REQUEST:
Report how many lines in the data below contain the word "shirt", giving only the number. Case counts.

DATA ROWS:
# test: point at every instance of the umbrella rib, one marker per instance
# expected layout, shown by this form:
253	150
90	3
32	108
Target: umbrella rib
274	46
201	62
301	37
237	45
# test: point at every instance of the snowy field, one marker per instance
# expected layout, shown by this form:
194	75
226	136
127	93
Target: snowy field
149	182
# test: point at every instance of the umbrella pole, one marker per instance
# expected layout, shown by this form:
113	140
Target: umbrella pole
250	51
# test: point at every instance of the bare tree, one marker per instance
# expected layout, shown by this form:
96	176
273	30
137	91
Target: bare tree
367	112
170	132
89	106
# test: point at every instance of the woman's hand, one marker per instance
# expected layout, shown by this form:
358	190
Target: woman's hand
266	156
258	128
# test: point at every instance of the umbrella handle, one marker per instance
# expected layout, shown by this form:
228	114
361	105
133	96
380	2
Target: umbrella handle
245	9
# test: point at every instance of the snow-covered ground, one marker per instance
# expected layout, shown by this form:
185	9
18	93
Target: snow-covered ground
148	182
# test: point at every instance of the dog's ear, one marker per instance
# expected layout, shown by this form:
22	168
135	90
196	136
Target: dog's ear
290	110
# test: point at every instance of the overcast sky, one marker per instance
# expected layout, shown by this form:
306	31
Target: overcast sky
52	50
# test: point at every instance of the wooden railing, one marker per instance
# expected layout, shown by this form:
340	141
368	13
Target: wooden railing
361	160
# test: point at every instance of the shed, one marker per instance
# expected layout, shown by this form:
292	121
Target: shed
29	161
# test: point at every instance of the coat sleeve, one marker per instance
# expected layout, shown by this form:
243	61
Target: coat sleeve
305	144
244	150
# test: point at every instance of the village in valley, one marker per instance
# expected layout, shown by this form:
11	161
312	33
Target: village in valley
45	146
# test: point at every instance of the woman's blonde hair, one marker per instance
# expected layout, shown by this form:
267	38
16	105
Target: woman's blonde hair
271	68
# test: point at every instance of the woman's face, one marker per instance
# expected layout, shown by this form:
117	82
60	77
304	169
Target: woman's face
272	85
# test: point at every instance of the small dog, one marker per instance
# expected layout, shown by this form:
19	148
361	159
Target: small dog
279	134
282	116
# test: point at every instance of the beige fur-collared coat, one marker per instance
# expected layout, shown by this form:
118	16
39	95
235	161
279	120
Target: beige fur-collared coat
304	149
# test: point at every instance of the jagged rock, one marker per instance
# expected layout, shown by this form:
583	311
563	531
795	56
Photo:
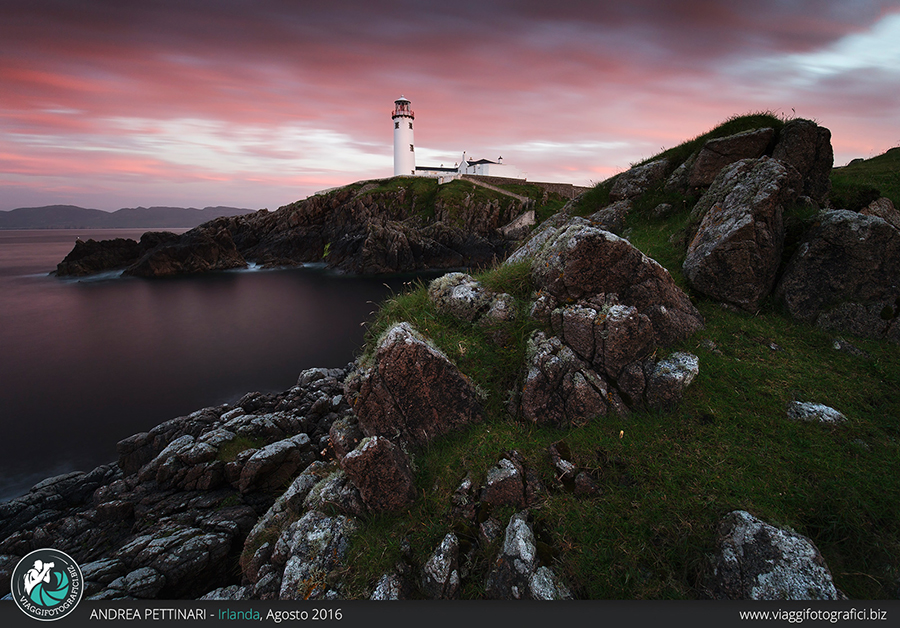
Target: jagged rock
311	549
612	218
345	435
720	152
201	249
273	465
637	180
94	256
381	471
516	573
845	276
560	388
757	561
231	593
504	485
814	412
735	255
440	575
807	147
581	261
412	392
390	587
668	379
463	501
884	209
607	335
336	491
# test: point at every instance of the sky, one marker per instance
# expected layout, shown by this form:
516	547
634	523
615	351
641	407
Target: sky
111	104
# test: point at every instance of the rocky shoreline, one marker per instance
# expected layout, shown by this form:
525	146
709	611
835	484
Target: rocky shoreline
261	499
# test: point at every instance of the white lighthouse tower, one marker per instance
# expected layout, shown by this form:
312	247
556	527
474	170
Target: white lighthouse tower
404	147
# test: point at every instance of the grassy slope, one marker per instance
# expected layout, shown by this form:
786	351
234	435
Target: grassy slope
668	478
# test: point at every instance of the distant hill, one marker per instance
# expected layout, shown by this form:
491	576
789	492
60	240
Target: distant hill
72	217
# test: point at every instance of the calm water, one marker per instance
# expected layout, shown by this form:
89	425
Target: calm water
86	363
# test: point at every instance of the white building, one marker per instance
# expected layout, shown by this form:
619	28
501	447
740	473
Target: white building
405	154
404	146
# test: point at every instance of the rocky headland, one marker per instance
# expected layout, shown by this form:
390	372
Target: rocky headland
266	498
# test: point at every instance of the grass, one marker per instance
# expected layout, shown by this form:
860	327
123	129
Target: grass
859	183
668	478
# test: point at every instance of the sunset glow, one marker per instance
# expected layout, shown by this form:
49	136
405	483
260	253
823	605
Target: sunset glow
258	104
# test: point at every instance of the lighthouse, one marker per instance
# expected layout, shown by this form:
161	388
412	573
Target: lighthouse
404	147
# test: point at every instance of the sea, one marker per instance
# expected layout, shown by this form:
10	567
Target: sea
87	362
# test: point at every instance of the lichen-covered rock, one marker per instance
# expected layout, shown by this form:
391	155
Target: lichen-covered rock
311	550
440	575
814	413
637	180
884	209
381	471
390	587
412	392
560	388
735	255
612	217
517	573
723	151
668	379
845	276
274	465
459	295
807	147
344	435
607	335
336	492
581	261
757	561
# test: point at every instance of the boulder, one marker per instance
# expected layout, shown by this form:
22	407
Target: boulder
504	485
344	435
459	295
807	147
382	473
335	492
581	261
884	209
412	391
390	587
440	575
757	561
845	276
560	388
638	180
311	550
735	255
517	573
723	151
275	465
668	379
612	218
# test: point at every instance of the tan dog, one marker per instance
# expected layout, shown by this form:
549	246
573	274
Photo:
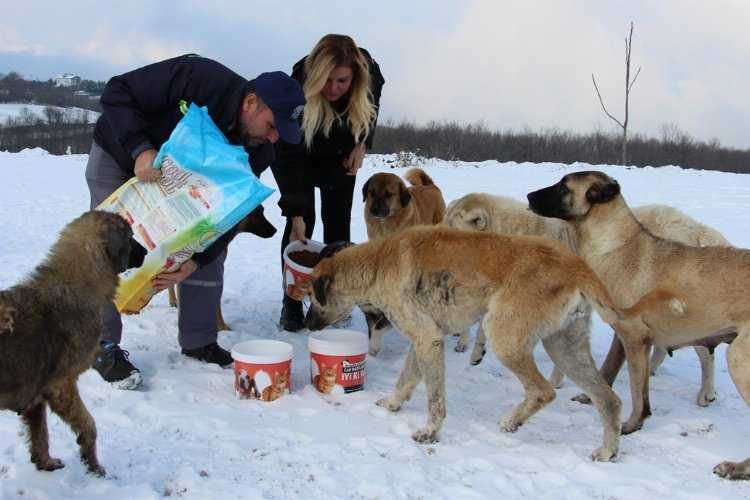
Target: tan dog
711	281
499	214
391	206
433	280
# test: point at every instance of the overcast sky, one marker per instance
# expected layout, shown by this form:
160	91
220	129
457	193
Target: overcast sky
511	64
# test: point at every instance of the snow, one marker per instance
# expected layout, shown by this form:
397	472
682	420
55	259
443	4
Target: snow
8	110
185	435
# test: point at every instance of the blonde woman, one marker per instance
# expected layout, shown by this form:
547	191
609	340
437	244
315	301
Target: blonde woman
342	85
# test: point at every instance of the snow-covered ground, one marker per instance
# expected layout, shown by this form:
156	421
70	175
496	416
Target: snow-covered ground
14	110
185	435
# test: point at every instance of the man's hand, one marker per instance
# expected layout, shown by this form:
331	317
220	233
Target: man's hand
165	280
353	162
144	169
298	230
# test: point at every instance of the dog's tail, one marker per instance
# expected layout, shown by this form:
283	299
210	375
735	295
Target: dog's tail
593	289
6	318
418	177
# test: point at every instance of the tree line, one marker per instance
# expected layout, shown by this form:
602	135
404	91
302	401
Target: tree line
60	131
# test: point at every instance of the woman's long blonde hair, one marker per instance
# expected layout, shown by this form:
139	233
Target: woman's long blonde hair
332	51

---

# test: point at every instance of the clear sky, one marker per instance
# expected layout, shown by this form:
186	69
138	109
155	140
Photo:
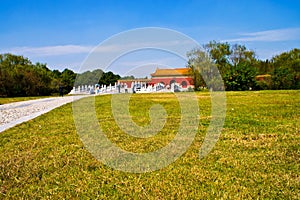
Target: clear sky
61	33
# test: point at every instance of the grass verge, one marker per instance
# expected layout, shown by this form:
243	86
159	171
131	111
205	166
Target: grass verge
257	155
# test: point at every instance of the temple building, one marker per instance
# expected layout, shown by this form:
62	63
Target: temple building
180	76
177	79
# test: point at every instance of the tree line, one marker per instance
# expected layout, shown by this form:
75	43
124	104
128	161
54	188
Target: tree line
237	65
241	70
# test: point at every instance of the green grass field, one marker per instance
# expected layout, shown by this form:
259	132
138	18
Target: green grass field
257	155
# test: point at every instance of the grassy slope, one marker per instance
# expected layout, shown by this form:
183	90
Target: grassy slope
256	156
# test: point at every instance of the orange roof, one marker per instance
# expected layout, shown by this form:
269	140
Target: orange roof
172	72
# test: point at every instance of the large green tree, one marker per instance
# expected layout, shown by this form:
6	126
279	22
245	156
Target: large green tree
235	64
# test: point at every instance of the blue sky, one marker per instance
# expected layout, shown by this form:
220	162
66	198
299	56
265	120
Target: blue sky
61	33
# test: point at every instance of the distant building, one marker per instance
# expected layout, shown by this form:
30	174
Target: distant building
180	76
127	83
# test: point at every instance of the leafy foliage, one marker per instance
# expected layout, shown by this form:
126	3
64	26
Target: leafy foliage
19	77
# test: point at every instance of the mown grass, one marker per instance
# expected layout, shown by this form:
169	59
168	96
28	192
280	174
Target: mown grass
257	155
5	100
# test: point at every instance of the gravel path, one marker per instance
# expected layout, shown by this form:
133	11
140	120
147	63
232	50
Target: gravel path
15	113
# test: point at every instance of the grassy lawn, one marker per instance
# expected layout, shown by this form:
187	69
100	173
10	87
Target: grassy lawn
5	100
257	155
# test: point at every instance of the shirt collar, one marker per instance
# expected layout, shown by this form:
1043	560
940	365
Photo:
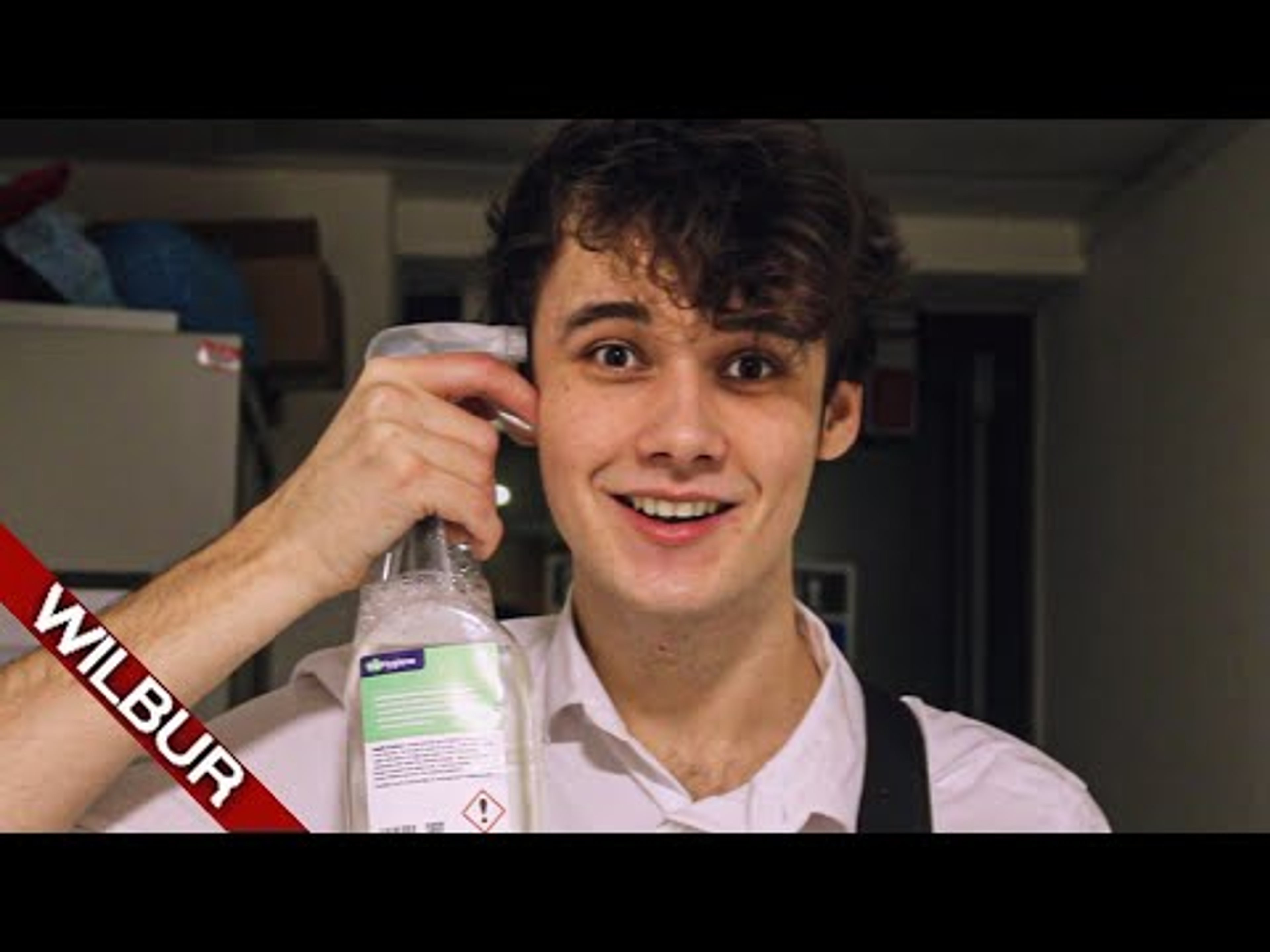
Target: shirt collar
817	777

FINISHED EXERCISE:
2